# [GIVEN PASSAGE]
* * * * * * *

The label will contain the address to the next byte in memory. A label can also be placed between an instruction and its argument to be assigned the address to the instruction argument.

lda value: #0
inc value // increment what is loaded by the previous instruction next time it is executed

On Z80, there are at most two arguments so in some cases two labels can be defined to instruction arguments. Note how the label is placed when using indirect addressing modes. It has to be placed before the parenthesis.

ld hl, index
ld bc, data
ld index:(ix+0), data:0
inc (hl) // increase index in instruction above

Instruction labels become Memory Storage Types and it means they have a defined size and the low and high parts of word addresses can be accessed directly through the lo and hi properties.

lda value:$ffff
inc value.lo // the low part of the previous instruction's argument

Constant declarations look like this.

const NUM_LIVES = 5 // constant declaration

With this defined we can use them to produce more readable assembler code.

lda #NUM_LIVES
jsr setup
rts

Sometimes it is convenient to define constants that are exported as addresses. This is done using the address keyword.

const address SCREEN = $0400

Address constants can be exported to the VICE emulator via a command line option. Labels are automatically marked as addresses since they point into the source code address space but constants do not by default.

Constants and labels can be defined and used in any order, unlike C where everything needs to be declared before use.

Variables

A constant cannot change its value throughout the source.

const A = 4
A = 3 // Error 3017 : Cannot reassign constant.

To do that you need a variable.

var A = 4
A = 3 // it works!

Since the value is dependent on the parsing order (top to bottom), variables must be declared before they are used.

lda #A // Error 3004 : Reference to undefined symbol A
var A = 3

Local vs Global

There are local and global symbols (constants, labels and variables). Local symbols always start with a period character.

const A = 3 // global variable
const .A = 4 // local variable

Symbols cannot be used outside their scope. Global symbols have the entire source code as their scope. Local symbols can only be used inside the closest outer scope, which is delimited by curly braces.

{
    const .A = 1 // a local .a
    {
        lda #.A // this will be 2

        const .A = 2 // another local .a

        lda #.A // this will be 2
    }
    lda #.A // this will be 1
}
lda #.A // Error 3004 : Reference to undefined symbol .A

Program Counter

The program counter is always represented by an asterisk (*). This can be used to refer to things relative the current address.

lda #0
inc *-1 // increment the value 0 in the previous instruction

Automatic Scope Variables

Every scope has automatic local variables generated to simplify loop constructs in the code without the need to make up names for the loop labels. At the start of the scope @loop is created and at the end @continue is created. This makes it possible to loop and exit the loop without explicitly creating labels.

* * * * * * *

# [RECORDED DATA]
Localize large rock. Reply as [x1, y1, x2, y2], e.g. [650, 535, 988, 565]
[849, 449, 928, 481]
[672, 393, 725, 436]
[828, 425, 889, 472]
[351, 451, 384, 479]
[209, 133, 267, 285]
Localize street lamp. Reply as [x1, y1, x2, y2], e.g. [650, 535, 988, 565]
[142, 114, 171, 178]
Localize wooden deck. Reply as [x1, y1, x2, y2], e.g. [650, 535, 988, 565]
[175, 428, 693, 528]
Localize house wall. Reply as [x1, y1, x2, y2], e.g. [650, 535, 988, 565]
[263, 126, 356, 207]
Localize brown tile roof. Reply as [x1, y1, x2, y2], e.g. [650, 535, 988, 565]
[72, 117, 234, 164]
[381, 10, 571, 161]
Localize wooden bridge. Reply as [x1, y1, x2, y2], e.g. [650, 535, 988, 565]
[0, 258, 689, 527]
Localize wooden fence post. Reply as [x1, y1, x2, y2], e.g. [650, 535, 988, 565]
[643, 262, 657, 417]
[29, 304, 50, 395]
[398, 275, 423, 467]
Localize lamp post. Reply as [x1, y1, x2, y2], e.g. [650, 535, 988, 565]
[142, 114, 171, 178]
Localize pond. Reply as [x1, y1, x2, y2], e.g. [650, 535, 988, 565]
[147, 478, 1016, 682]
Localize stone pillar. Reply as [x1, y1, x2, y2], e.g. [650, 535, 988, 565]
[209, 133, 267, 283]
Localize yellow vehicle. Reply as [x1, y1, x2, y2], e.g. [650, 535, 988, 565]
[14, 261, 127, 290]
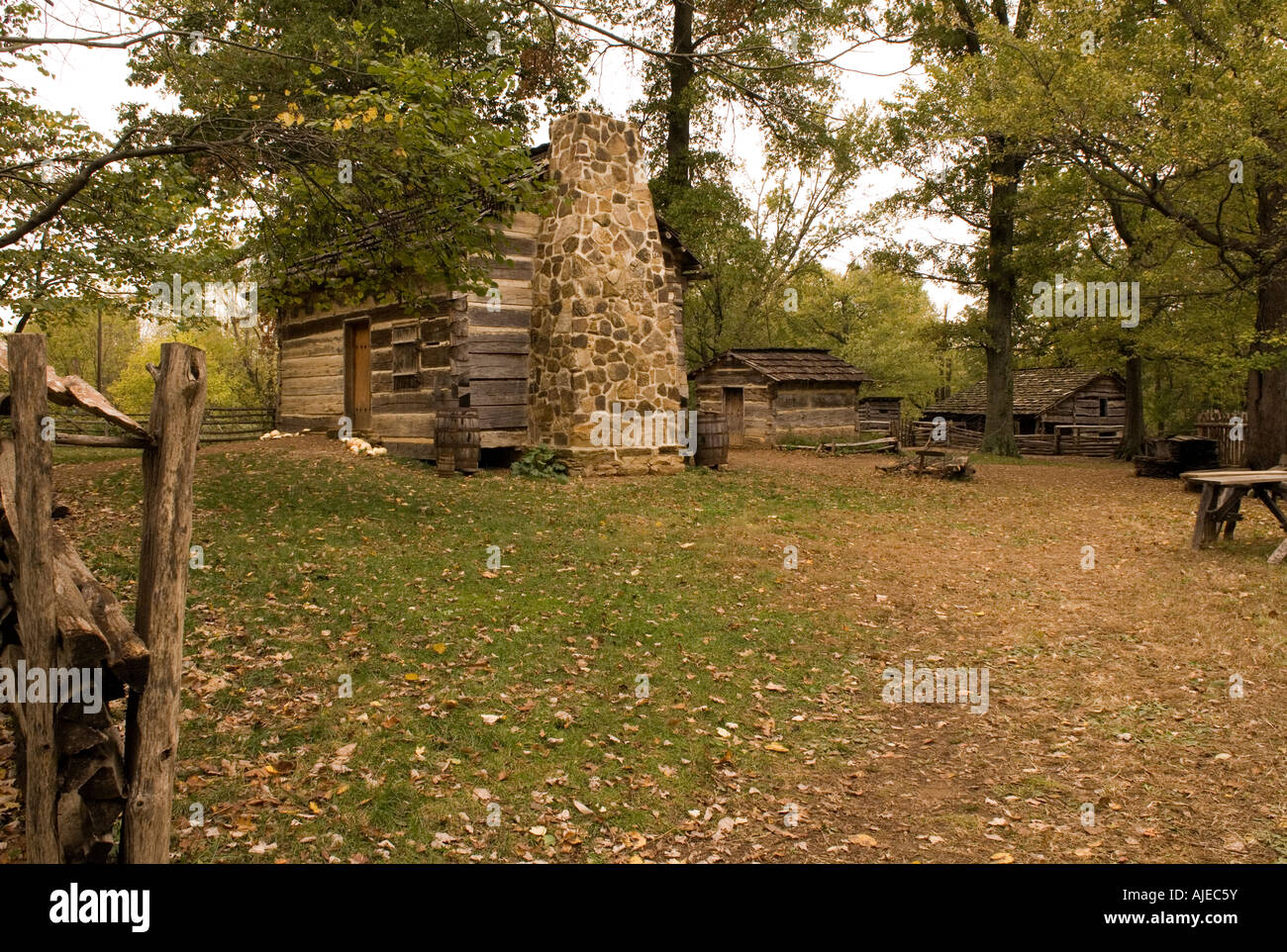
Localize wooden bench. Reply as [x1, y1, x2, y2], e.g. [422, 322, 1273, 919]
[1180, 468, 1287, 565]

* * * * * * *

# [WHAT THIS TASK INVOLVES]
Can you repeat, word for word, everything in the assembler passage above from "Address constants can" down to "need a variable."?

# [SOLUTION TO THIS PROBLEM]
Address constants can be exported to the VICE emulator via a command line option. Labels are automatically marked as addresses since they point into the source code address space but constants do not by default.

Constants and labels can be defined and used in any order, unlike C where everything needs to be declared before use.

Variables

A constant cannot change its value throughout the source.

const A = 4
A = 3 // Error 3017 : Cannot reassign constant.

To do that you need a variable.